[MATERIAL TO PROCESS]

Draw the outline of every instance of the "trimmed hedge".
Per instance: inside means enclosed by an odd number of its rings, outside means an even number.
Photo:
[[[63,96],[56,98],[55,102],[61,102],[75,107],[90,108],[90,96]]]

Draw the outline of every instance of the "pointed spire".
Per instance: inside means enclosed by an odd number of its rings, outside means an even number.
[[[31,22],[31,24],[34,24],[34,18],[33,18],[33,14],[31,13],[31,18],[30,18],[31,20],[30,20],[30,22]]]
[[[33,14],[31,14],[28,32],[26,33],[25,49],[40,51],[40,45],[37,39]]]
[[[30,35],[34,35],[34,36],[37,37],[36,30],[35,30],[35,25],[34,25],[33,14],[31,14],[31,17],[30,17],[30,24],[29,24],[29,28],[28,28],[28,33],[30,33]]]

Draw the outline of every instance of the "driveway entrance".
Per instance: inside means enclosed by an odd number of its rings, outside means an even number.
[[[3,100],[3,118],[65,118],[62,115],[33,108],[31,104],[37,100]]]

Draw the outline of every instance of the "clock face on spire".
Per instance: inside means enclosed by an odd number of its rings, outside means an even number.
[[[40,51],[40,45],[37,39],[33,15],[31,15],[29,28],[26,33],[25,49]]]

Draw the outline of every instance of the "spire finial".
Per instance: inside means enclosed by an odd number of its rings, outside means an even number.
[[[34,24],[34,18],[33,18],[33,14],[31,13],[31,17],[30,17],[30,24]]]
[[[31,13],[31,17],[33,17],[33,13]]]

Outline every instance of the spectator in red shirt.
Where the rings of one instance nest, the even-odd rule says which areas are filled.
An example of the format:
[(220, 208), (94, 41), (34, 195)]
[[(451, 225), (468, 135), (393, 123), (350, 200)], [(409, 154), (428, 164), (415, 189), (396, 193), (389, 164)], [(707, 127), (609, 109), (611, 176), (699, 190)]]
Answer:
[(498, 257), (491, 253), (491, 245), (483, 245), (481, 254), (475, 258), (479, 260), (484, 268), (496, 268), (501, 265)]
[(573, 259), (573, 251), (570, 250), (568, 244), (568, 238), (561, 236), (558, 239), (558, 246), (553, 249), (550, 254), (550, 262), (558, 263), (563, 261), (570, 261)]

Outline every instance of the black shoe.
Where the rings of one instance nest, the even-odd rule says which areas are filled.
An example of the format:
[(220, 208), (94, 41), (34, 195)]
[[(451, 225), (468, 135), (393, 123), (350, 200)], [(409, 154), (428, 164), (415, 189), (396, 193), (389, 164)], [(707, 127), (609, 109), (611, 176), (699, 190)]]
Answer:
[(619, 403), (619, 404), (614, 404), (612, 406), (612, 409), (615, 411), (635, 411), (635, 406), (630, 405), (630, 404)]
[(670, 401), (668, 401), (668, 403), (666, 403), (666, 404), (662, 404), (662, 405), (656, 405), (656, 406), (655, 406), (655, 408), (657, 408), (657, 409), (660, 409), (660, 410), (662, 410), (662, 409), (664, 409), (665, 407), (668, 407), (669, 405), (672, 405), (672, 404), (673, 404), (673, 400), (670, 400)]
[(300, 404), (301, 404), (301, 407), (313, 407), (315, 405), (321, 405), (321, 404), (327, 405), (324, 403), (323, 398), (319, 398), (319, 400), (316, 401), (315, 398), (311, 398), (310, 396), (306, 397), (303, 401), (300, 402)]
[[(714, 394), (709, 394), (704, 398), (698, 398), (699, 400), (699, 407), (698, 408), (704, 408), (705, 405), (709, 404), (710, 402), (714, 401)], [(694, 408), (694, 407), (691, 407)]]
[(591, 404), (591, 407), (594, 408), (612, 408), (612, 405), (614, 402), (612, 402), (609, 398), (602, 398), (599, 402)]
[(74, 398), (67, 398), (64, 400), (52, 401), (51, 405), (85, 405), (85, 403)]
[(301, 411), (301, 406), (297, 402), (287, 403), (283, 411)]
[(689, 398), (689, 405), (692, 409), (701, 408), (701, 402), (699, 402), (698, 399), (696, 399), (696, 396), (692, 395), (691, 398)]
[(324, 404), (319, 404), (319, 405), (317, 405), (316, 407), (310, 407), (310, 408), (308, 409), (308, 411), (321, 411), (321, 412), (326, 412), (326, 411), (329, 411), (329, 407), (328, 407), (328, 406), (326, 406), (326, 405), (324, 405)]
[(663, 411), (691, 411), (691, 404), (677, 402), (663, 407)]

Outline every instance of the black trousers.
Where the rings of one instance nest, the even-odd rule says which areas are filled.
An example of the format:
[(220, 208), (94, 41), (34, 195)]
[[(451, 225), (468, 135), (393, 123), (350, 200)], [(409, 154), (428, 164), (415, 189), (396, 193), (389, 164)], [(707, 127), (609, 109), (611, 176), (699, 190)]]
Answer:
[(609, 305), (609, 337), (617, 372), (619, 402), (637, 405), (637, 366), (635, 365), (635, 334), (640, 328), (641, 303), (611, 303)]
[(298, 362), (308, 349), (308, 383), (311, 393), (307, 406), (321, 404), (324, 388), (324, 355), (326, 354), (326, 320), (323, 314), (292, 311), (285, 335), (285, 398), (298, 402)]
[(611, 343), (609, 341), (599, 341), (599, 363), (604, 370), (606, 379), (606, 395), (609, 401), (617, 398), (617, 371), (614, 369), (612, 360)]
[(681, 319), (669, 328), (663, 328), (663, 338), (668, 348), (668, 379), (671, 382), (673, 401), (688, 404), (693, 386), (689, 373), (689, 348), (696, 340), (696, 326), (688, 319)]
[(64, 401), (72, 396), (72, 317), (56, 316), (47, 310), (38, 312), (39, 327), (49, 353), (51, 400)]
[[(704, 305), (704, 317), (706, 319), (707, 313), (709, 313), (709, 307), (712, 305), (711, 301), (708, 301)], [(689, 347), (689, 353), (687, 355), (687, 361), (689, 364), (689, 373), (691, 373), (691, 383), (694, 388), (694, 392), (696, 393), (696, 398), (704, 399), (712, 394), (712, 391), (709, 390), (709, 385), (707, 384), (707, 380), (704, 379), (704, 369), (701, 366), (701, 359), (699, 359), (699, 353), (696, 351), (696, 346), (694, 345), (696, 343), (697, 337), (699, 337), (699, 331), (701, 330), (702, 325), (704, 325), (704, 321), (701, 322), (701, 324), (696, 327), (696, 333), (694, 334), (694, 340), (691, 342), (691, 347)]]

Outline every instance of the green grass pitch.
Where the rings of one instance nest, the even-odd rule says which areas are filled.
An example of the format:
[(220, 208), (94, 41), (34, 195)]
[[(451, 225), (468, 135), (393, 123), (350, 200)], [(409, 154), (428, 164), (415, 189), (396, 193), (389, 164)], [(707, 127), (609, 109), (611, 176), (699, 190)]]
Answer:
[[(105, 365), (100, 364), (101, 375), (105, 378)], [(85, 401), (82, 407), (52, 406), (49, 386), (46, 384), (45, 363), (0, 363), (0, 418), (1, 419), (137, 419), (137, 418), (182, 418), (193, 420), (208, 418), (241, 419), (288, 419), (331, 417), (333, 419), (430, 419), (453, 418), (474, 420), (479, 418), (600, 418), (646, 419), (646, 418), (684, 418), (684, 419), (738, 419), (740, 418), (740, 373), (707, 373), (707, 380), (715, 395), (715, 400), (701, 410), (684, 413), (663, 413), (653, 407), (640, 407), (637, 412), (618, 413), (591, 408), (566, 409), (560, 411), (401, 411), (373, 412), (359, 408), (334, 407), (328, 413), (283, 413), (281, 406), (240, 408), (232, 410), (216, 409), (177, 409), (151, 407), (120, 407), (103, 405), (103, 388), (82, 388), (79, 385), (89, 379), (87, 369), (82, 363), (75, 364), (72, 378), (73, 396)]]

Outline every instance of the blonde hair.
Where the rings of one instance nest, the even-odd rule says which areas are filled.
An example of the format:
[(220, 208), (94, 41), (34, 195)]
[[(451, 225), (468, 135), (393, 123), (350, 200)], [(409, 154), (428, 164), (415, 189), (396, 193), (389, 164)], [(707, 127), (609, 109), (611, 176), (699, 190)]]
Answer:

[WHAT THE EXERCISE ASKS]
Identify every line above that includes the word "Draw", and show those lines.

[OUTPUT OF THE TASK]
Draw the outline of every instance of the "trimmed hedge".
Draw the outline of every instance of the "pointed spire".
Draw the outline of every instance of the "driveway entrance".
Draw the outline of every instance of the "clock face on spire".
Draw the outline of every instance of the "spire finial".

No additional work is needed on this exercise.